#### [Data supplied]
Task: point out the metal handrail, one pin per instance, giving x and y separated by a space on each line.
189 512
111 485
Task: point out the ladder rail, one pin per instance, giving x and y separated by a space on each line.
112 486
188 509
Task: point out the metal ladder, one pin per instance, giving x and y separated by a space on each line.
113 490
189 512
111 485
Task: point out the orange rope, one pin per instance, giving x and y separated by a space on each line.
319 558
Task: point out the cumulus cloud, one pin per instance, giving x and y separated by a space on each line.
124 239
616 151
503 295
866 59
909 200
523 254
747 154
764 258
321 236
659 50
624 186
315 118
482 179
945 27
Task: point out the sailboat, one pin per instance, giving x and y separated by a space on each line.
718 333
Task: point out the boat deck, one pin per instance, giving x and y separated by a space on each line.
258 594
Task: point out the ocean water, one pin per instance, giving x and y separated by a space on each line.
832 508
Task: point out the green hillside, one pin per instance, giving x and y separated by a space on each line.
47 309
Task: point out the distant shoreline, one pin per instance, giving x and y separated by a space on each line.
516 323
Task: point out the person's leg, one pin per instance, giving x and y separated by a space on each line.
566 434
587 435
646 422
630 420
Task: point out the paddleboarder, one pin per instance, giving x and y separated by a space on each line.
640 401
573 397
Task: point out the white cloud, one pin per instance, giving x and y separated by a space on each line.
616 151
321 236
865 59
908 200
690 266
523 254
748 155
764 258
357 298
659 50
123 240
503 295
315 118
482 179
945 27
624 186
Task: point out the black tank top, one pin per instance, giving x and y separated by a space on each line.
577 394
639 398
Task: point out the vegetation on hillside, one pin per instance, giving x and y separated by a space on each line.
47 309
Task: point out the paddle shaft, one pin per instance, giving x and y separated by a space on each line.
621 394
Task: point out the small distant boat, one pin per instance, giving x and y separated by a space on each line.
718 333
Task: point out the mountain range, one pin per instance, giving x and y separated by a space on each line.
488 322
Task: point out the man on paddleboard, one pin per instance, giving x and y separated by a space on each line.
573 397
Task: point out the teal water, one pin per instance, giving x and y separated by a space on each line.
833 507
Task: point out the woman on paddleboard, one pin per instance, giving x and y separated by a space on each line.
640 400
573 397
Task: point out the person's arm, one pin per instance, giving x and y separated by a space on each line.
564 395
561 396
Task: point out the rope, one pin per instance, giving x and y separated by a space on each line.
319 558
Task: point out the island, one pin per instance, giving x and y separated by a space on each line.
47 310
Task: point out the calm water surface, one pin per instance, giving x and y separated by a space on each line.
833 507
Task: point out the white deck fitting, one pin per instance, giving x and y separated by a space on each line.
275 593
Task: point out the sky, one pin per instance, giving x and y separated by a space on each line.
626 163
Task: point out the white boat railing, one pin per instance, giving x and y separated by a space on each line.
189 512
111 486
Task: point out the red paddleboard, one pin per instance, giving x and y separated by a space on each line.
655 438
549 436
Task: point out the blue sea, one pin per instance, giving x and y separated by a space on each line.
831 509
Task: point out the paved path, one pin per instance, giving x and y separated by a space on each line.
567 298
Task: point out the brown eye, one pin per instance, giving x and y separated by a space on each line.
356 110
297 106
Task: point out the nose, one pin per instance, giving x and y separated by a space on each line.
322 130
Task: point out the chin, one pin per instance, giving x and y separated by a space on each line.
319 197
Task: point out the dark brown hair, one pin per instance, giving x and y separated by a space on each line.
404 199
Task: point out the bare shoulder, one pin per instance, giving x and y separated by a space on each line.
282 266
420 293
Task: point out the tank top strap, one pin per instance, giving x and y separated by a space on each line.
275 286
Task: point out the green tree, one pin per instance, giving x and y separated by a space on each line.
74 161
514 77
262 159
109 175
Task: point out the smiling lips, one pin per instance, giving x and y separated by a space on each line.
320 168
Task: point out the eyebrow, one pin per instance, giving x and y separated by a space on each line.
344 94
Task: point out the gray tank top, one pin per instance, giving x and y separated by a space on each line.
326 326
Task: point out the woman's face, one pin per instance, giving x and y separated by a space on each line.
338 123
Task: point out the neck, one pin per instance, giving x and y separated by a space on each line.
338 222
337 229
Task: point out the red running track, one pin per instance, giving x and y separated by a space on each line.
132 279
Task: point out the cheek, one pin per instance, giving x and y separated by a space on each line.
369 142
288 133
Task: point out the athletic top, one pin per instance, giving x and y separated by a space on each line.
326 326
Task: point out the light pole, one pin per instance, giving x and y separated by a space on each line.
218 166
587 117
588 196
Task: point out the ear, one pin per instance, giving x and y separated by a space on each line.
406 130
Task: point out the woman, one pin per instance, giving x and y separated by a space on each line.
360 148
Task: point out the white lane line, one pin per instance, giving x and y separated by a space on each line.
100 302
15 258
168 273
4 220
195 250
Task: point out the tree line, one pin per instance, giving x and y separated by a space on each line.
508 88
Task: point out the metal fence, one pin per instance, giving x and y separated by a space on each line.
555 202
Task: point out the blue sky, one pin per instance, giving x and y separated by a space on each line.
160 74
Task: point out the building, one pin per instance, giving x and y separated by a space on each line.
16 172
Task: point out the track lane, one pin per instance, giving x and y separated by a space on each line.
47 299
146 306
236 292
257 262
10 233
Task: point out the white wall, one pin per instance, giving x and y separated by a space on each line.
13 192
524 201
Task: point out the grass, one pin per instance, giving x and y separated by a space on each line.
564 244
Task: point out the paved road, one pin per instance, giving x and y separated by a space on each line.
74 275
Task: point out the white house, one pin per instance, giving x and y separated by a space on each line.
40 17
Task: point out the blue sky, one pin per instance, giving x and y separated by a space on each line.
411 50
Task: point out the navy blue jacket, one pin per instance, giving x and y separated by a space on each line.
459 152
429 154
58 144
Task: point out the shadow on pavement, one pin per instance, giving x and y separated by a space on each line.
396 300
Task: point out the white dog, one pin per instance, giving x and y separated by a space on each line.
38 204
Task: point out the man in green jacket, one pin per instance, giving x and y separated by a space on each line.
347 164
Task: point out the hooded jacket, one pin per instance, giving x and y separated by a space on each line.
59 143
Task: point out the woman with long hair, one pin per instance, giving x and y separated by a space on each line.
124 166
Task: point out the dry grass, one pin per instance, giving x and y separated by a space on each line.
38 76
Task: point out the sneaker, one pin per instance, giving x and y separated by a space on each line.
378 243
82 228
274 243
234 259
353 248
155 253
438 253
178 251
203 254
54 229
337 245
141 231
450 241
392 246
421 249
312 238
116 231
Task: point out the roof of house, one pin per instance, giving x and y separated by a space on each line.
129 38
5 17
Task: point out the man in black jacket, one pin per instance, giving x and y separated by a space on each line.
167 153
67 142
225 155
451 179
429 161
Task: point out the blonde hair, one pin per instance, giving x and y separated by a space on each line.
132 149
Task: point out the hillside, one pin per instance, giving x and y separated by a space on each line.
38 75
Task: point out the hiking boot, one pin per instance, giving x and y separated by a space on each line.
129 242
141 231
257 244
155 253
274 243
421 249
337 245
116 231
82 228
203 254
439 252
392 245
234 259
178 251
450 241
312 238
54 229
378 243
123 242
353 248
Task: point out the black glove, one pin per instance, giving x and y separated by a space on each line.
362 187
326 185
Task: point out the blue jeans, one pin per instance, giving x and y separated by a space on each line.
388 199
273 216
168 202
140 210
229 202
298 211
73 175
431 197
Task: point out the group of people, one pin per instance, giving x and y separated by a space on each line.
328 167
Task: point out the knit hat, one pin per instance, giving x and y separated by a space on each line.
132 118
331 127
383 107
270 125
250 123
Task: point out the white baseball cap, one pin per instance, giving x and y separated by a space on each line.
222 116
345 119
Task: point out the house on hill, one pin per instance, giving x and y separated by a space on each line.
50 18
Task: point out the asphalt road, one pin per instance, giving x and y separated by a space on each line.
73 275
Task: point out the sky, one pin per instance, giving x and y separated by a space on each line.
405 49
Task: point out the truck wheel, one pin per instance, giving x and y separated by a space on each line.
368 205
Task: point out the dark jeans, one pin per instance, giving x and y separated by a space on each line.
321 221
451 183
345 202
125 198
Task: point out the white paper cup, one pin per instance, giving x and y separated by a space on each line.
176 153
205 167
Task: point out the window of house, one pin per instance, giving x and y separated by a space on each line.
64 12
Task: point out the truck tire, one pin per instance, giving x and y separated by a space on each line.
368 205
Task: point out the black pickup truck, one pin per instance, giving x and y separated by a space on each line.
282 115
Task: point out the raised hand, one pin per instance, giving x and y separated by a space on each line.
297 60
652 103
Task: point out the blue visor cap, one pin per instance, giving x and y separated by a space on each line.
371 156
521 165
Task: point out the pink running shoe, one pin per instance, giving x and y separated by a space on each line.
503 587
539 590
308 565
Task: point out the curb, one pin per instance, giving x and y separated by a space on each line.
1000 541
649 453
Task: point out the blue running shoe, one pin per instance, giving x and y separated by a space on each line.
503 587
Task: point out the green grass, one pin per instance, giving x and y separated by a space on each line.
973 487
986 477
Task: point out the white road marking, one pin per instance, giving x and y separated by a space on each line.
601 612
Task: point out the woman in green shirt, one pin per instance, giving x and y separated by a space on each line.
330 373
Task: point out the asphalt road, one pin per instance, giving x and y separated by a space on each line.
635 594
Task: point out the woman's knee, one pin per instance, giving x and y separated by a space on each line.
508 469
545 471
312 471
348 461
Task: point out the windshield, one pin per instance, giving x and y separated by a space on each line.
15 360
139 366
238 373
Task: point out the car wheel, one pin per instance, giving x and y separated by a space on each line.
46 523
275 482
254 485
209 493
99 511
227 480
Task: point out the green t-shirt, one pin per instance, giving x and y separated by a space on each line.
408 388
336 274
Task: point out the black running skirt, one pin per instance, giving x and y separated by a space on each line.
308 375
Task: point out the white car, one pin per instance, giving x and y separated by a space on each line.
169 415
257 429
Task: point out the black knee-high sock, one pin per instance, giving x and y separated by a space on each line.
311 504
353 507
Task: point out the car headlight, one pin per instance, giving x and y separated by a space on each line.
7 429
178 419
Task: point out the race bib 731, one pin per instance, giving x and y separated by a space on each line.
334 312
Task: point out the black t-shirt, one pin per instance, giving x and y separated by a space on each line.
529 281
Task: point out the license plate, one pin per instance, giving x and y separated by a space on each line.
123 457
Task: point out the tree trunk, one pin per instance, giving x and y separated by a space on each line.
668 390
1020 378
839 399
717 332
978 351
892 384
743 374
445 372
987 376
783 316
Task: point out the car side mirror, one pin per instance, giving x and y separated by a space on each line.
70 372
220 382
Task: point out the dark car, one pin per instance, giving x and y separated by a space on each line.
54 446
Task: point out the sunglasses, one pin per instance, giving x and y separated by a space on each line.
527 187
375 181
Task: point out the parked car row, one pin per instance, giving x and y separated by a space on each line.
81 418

#### [Work instructions]
Send back, unchanged, every line of the records from the one with "Task: point out the black t-shirt, one" through the last.

#### [Written response]
Task: point out the black t-shirt, one pin per instance, giving x and y separated by a space on each line.
529 281
Task: point out the license plate, one pin per instance, giving x and y separated by a space on each line.
123 457
Task: point out the tree trunk, one pin per instance, giving x and y separated by a space on each line.
668 390
1020 378
839 399
717 332
978 351
892 384
743 374
445 372
987 376
783 316
Task: point out the car side mirror, one pin per instance, giving x and y separated by a space on each line.
70 372
220 382
Task: point out the dark car, one pin per instance, giving x and y separated by a space on each line.
54 446
Task: point out the sunglasses, one pin per instance, giving x and y separated by a space on each line.
527 187
375 181
Task: point out the parked car row, one pin per instance, giving x and y separated by a space on each line.
81 418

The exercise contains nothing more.